TASK GOAL - Sort through the data and copy the lines holding the word "after".
** EXTRACTED INFORMATION follows **
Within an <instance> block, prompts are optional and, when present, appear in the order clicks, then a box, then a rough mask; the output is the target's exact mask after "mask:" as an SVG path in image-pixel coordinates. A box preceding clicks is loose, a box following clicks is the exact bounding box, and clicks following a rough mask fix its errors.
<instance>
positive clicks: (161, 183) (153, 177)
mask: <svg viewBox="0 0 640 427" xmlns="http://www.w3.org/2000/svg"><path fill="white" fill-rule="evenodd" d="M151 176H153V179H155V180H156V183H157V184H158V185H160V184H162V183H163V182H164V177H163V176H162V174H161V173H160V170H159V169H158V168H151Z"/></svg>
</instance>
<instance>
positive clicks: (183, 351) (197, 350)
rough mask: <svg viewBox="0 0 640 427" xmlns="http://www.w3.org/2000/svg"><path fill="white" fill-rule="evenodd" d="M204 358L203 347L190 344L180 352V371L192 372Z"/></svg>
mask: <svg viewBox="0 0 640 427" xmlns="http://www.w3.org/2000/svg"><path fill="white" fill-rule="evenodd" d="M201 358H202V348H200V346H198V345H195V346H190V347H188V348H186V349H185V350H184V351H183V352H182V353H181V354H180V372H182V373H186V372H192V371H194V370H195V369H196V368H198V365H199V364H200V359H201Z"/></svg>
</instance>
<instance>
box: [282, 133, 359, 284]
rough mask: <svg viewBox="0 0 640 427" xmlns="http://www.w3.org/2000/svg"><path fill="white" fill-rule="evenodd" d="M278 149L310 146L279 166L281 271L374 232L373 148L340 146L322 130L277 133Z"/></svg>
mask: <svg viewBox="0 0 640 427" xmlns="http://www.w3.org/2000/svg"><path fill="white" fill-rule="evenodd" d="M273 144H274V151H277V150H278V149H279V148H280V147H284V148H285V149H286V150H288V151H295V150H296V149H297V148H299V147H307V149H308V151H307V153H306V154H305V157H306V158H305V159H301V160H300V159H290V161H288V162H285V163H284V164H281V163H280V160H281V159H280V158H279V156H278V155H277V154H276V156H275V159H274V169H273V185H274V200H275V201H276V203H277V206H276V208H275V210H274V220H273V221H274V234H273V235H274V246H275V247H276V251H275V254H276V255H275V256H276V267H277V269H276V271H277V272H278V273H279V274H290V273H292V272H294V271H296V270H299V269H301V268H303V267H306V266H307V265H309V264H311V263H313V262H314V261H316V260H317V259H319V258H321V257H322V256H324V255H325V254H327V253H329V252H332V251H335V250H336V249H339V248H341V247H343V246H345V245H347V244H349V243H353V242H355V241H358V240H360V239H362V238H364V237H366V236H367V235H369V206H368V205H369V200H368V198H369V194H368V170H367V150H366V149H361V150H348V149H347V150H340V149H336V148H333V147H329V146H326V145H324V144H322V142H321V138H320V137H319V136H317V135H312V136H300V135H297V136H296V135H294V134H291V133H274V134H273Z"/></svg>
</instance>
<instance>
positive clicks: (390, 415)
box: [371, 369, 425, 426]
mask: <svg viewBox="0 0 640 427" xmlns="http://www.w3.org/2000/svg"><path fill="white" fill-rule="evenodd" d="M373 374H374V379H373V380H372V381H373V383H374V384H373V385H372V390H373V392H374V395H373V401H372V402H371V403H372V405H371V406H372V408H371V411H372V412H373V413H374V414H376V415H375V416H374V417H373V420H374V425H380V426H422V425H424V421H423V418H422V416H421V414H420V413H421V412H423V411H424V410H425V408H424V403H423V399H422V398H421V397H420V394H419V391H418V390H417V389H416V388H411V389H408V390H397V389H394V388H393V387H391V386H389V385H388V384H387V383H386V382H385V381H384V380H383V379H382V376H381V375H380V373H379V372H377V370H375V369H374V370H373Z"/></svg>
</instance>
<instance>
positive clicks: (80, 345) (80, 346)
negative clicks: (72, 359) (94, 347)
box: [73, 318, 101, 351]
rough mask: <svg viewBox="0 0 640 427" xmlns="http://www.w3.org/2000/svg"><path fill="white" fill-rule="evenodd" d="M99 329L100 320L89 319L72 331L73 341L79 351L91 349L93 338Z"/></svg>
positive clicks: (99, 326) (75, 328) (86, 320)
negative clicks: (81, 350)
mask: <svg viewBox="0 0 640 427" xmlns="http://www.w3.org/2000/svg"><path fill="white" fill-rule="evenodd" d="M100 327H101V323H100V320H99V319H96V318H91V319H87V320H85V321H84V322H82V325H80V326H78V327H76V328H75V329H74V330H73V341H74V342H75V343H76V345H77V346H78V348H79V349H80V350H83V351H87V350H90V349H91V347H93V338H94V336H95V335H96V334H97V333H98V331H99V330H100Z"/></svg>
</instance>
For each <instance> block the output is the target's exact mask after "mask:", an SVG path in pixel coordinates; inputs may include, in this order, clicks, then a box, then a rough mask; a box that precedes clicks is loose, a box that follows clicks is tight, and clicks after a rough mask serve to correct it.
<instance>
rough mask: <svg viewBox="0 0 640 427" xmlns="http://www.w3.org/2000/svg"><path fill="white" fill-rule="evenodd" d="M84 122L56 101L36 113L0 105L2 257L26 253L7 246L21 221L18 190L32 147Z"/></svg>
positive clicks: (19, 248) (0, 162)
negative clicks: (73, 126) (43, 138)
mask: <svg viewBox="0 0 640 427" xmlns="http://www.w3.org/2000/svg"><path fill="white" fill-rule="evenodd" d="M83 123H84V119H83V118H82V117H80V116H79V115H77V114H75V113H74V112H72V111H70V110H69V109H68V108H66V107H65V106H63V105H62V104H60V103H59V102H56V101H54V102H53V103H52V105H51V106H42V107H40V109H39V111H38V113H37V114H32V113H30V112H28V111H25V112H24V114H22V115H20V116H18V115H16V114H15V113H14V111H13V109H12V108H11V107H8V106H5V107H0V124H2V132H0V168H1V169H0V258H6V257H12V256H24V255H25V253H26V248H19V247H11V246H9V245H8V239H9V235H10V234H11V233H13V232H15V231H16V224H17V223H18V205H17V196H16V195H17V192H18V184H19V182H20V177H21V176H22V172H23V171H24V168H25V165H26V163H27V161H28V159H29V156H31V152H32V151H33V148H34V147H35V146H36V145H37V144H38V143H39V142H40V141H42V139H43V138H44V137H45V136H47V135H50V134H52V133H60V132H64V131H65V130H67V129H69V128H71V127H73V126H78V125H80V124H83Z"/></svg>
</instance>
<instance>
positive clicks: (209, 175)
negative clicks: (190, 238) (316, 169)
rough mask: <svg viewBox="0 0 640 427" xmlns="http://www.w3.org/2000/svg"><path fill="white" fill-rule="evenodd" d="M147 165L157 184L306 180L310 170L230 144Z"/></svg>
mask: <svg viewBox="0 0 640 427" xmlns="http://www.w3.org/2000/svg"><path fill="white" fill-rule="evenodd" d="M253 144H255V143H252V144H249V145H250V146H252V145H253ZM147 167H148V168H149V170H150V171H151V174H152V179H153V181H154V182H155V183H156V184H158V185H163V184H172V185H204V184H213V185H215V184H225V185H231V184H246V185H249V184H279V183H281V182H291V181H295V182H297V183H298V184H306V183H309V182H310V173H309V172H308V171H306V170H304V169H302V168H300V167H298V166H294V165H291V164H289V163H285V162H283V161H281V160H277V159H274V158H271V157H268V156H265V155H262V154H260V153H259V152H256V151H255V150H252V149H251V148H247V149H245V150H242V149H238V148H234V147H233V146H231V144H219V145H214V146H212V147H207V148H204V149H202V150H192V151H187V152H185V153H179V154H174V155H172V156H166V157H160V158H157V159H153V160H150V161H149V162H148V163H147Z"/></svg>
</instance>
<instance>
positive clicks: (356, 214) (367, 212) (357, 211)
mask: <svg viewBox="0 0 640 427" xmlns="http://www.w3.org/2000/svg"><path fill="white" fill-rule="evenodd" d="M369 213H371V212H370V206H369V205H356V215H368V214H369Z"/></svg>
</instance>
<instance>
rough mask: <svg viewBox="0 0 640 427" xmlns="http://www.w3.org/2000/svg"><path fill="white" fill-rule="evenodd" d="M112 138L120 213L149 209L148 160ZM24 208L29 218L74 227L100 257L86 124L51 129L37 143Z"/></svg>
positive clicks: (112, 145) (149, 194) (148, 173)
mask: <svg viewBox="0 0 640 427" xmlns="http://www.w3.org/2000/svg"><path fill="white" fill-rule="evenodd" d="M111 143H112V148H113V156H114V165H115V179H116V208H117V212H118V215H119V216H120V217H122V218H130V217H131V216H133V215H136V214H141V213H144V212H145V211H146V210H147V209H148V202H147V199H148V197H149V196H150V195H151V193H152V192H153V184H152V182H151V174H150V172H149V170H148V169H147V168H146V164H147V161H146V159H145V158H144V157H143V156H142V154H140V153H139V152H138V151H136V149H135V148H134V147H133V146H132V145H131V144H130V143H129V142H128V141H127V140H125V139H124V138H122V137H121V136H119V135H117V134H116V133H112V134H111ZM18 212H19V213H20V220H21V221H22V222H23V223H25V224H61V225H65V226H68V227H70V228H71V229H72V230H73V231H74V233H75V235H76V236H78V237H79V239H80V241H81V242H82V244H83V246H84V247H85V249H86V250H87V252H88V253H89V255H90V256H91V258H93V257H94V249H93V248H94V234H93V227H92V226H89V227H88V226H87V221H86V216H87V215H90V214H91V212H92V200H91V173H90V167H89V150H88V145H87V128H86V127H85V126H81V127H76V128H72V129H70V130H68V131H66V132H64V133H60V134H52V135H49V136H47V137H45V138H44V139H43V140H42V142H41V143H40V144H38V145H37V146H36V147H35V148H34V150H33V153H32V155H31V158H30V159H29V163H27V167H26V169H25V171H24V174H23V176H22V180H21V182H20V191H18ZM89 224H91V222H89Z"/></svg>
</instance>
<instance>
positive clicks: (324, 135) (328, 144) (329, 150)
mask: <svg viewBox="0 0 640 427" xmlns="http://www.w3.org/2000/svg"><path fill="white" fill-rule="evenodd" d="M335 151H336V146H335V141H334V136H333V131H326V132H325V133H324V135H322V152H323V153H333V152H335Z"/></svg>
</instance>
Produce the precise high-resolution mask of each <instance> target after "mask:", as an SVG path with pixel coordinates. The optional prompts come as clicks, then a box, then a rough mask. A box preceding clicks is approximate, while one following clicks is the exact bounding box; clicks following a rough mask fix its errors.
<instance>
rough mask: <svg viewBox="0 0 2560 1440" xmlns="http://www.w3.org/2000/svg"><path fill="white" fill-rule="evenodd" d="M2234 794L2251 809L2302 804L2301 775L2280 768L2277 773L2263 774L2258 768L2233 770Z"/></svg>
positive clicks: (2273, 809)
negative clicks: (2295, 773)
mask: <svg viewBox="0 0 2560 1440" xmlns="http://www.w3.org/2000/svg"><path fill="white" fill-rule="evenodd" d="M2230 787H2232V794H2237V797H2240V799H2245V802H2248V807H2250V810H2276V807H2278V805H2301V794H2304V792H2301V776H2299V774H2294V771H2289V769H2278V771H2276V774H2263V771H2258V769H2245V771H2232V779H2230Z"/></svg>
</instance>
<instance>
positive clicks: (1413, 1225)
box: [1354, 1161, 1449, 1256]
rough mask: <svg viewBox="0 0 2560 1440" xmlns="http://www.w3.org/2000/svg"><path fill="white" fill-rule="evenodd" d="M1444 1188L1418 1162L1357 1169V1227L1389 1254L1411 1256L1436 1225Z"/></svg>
** End of EXTRACTED INFORMATION **
WRITTEN RESPONSE -
Within an <instance> block, prompts are optional and, when present, appear in the order clicks, then a box, then a rough mask; the output is the target's exact mask after "mask:" as an SVG path in image-pixel coordinates. A box preceding clicks is loose, a box following clicks is the exact bounding box, and clicks following a rough mask fix its errors.
For each <instance> block the output is the target's exact mask after "mask:", an SVG path in pixel coordinates; inputs may include, in this order, clicks, then a box, then a rough mask; a box that precedes clicks is loose, a box that follows clicks is tight, and clicks after a rough mask serve to correct it.
Produce the precise high-resolution mask of each <instance> target after "mask:", as an SVG path with pixel coordinates. The optional prompts come as clicks, then a box, then a rough mask. A box preceding clicks is approximate, while one following clicks is the exact bounding box; clicks following a rough mask fix its errors.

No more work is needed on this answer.